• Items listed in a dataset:
******************************

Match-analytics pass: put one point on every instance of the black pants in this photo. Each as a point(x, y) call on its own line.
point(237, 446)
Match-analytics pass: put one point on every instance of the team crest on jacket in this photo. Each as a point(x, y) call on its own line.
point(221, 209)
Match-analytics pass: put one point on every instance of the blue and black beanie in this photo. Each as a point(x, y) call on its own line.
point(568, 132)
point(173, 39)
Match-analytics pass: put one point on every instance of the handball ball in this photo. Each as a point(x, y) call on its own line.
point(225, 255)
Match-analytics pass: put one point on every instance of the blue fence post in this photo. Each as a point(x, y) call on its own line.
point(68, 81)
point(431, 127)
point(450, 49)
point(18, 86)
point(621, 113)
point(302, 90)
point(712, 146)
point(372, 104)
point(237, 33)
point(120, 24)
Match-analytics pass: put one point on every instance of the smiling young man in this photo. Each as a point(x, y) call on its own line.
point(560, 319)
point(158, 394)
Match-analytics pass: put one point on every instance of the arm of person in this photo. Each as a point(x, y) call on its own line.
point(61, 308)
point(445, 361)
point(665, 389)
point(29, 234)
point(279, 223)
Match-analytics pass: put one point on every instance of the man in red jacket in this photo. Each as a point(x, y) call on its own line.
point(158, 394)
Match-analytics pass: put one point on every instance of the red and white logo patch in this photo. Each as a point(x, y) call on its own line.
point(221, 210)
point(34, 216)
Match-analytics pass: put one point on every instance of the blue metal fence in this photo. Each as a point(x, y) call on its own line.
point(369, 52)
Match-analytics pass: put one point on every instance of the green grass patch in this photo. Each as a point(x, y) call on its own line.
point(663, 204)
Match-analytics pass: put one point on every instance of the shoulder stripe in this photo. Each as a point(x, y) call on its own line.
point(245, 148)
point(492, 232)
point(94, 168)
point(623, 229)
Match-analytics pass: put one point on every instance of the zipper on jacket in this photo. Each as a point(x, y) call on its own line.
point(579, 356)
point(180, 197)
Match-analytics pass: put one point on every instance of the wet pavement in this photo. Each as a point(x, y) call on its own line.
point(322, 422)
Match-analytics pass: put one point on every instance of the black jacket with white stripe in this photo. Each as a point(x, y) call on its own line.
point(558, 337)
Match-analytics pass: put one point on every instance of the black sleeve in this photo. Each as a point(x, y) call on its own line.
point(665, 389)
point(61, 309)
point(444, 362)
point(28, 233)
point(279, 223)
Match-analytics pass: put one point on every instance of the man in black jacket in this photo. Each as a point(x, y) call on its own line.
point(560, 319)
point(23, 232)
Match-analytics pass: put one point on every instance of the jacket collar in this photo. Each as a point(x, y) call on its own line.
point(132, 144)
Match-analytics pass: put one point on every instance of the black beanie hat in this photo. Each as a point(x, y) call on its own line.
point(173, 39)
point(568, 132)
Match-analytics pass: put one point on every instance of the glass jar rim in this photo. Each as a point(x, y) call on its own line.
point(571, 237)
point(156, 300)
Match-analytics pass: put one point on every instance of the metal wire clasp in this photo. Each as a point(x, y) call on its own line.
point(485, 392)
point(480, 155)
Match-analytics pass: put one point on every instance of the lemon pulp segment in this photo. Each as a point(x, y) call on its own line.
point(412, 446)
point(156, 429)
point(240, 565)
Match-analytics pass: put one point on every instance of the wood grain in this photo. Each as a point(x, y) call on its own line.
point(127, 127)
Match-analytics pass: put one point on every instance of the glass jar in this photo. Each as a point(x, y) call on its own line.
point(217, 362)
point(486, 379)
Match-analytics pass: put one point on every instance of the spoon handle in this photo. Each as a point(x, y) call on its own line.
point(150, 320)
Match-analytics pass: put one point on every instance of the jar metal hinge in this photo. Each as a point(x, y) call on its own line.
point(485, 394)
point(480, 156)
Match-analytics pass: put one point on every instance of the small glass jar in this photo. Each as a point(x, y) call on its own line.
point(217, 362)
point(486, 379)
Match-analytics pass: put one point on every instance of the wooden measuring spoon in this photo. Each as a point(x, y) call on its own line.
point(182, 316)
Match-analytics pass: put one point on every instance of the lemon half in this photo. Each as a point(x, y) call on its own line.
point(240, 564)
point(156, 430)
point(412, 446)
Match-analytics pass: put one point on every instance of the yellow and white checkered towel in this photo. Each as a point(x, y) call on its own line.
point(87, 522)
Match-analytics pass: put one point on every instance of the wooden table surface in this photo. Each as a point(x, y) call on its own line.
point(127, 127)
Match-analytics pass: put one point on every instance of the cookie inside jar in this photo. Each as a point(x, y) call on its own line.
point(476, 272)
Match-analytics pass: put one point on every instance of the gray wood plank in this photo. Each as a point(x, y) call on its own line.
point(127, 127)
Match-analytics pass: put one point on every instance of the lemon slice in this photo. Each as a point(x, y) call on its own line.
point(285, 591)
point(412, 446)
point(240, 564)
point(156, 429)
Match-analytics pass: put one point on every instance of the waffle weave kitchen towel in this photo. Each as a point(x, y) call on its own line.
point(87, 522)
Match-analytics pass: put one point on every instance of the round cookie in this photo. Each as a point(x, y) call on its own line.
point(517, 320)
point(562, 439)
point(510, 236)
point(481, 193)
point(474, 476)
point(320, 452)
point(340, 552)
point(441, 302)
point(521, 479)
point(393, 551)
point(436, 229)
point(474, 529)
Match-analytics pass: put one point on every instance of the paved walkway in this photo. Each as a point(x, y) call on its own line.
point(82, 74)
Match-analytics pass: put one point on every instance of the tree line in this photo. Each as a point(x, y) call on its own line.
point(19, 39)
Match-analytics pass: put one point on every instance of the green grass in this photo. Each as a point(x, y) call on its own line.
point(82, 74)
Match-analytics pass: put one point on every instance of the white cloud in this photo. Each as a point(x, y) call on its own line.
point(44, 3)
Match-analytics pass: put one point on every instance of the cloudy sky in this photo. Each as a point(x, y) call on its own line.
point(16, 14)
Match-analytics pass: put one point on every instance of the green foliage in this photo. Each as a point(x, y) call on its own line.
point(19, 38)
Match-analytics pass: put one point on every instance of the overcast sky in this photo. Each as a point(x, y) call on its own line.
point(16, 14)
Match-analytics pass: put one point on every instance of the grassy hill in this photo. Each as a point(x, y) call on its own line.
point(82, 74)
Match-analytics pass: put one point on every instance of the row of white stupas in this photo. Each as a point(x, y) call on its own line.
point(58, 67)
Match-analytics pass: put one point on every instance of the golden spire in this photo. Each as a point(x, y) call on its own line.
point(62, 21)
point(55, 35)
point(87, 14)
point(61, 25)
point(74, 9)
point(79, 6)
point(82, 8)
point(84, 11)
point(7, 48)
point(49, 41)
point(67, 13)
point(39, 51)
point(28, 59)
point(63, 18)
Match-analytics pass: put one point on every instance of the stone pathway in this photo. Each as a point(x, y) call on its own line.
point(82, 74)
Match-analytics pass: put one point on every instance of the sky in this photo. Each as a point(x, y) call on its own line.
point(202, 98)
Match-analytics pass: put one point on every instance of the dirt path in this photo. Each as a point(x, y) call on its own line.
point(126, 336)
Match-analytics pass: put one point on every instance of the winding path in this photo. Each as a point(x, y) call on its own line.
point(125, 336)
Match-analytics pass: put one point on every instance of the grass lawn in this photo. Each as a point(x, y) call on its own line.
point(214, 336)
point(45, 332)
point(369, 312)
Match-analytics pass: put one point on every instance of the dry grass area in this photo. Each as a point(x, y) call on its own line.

******************************

• GIVEN TASK: Reproduce every record, matching each line exactly.

• RESPONSE TO THIS TASK:
Match-analytics pass: put one point on every instance of the black pants in this photo. Each as a point(x, y) call on its own line.
point(237, 446)
Match-analytics pass: put one point on every instance of the team crest on jacket in this photo. Each as a point(x, y) call on its own line.
point(221, 209)
Match-analytics pass: put one point on every instance of the blue and black beanie in this photo. Each as a point(x, y) call on its own line.
point(568, 132)
point(173, 39)
Match-analytics pass: put one point on every instance of the handball ball in this photo. Each as a point(x, y) call on its own line.
point(225, 255)
Match-analytics pass: put one point on every instance of the blue fence post in this photo. Each as a point(x, y) call on its own line.
point(68, 81)
point(431, 127)
point(450, 49)
point(18, 86)
point(621, 113)
point(302, 90)
point(712, 146)
point(372, 104)
point(237, 33)
point(120, 24)
Match-analytics pass: put one point on every instance of the smiling young man in this photo. Each as a point(x, y) call on its own line.
point(560, 319)
point(158, 394)
Match-analytics pass: put one point on every instance of the arm of person in this photo. Each as a point(x, y) call on its own line.
point(61, 308)
point(445, 361)
point(665, 389)
point(29, 234)
point(279, 223)
Match-analytics pass: put one point on every instance of the man in red jacket in this photo. Each as a point(x, y) call on its own line.
point(158, 394)
Match-analytics pass: put one point on every instance of the red and white logo patch in this photo. Each as a point(x, y) call on its own line.
point(221, 210)
point(34, 216)
Match-analytics pass: put one point on every instance of the blue metal fence in this photo. Each as a point(x, y) call on its own line.
point(369, 52)
Match-analytics pass: put one point on every instance of the green grass patch in this photo. Each as a point(x, y) call on its own line.
point(663, 204)
Match-analytics pass: put one point on every instance of the shoulder stripe in this photo. Each as a point(x, y) call on its own line.
point(245, 148)
point(492, 232)
point(94, 168)
point(623, 229)
Match-analytics pass: put one point on every instance of the zipper on jacket in this photo. Each as a point(x, y) call on its own line.
point(579, 356)
point(180, 197)
Match-analytics pass: put one point on every instance of the wet pavement in this photo. Each as a point(x, y) call on its own line.
point(322, 422)
Match-analytics pass: put one point on every instance of the black jacket with white stripe in this photo. Each as a point(x, y) call on its own line.
point(558, 337)
Match-analytics pass: put one point on every instance of the black sleeve in this photo. Each as a point(x, y) call on its own line.
point(665, 389)
point(61, 309)
point(444, 362)
point(28, 233)
point(279, 223)
Match-analytics pass: put one point on every instance of the man in black jacket in this photo. Each as a point(x, y) call on its own line.
point(560, 319)
point(23, 232)
Match-analytics pass: put one point on every instance of the jacket collar in this photo. Each as a point(x, y) call on its own line.
point(132, 144)
Match-analytics pass: put one point on every instance of the black beanie hat in this photo. Each as a point(x, y) call on its own line.
point(173, 39)
point(568, 132)
Match-analytics pass: put one point on every instance of the glass jar rim in this photo. Each as a point(x, y) call on its own line.
point(571, 237)
point(156, 300)
Match-analytics pass: put one point on every instance of the metal wire clasp in this photo. Each as a point(x, y) call on its own line.
point(485, 392)
point(480, 155)
Match-analytics pass: put one point on every instance of the lemon pulp segment in this photo. Each as a point(x, y) call on its own line.
point(412, 446)
point(156, 429)
point(240, 565)
Match-analytics pass: put one point on every instance of the wood grain in this photo. Each as a point(x, y) call on its own line.
point(127, 127)
Match-analytics pass: put one point on every instance of the glass jar in this photo. Each as a point(x, y) call on its own line.
point(217, 362)
point(486, 379)
Match-analytics pass: put one point on every instance of the spoon handle in this photo. Each as a point(x, y) call on its own line.
point(150, 320)
Match-analytics pass: put one point on every instance of the jar metal hinge in this photo. Each as a point(x, y) call on its own line.
point(485, 394)
point(480, 156)
Match-analytics pass: put one point on every instance of the small glass jar in this photo. Each as a point(x, y) call on its own line.
point(217, 362)
point(486, 379)
Match-analytics pass: put one point on every instance of the wooden measuring spoon in this photo. Each as a point(x, y) call on its own line.
point(182, 316)
Match-analytics pass: put one point on every instance of the lemon half in this photo. Each as a point(x, y) call on its own line.
point(240, 564)
point(156, 430)
point(412, 446)
Match-analytics pass: put one point on every instance of the yellow and white checkered towel in this photo. Each as a point(x, y) call on its own line.
point(87, 522)
Match-analytics pass: put one point on every instance of the wooden table surface in this photo. Each as a point(x, y) call on its own line.
point(127, 127)
Match-analytics pass: put one point on every instance of the cookie inside jar in this photo. Each as a point(x, y) call on its own line.
point(476, 272)
Match-analytics pass: put one point on every instance of the gray wood plank in this photo. Each as a point(x, y) call on its own line.
point(127, 127)
Match-analytics pass: put one point on every instance of the lemon slice in this photo. Each as a point(x, y) call on its own line.
point(285, 591)
point(412, 446)
point(240, 564)
point(156, 429)
Match-analytics pass: put one point on every instance of the waffle weave kitchen towel in this photo. Each as a point(x, y) call on its own line.
point(87, 522)
Match-analytics pass: put one point on every instance of the round cookie in this photo. Each as a point(x, y) call on its own line.
point(517, 320)
point(562, 439)
point(510, 236)
point(481, 193)
point(474, 476)
point(320, 452)
point(340, 552)
point(441, 302)
point(521, 479)
point(393, 551)
point(436, 229)
point(474, 529)
Match-analytics pass: put one point on every instance of the paved walkway in this photo. Each as a point(x, y) call on its own line.
point(82, 74)
Match-analytics pass: put one point on every instance of the tree line in this photo. Each as a point(x, y) call on its own line.
point(19, 39)
Match-analytics pass: put one point on every instance of the green grass in this photo. Each as a point(x, y) call on its own line.
point(82, 74)
Match-analytics pass: put one point on every instance of the white cloud in this photo. Each as a point(x, y) call on its own line.
point(44, 3)
Match-analytics pass: put one point on every instance of the cloudy sky in this photo. Each as a point(x, y) call on its own line.
point(16, 14)
Match-analytics pass: put one point on every instance of the green foliage in this photo. Each as a point(x, y) call on its own line.
point(19, 38)
Match-analytics pass: put one point on every instance of the overcast sky in this photo. Each as a point(x, y) call on its own line.
point(16, 14)
Match-analytics pass: put one point on every instance of the grassy hill in this photo. Each as a point(x, y) call on its own line.
point(82, 74)
Match-analytics pass: put one point on every instance of the row of white stupas in this photo. Each as a point(x, y) call on its own line.
point(58, 67)
Match-analytics pass: put one point on every instance of the golden spire in this photo. Each as a point(x, y) call on its own line.
point(62, 21)
point(55, 35)
point(87, 14)
point(61, 25)
point(74, 9)
point(79, 6)
point(82, 8)
point(84, 11)
point(7, 48)
point(49, 41)
point(67, 13)
point(39, 51)
point(28, 59)
point(63, 18)
Match-analytics pass: put one point on every instance of the stone pathway in this photo. Each as a point(x, y) call on its own line.
point(82, 74)
Match-analytics pass: put one point on every instance of the sky in this photo. Each as a point(x, y) call on its own line.
point(202, 98)
Match-analytics pass: put one point on every instance of the dirt path in this photo. Each as a point(x, y) call on its own line.
point(126, 336)
Match-analytics pass: put one point on every instance of the winding path in this photo. Each as a point(x, y) call on its own line.
point(125, 336)
Match-analytics pass: put one point on every instance of the grass lawn in this photo. Each as a point(x, y) call on its own line.
point(214, 336)
point(45, 332)
point(369, 312)
Match-analytics pass: put one point on every instance of the dry grass area in this photo. Each as a point(x, y) call on its own line.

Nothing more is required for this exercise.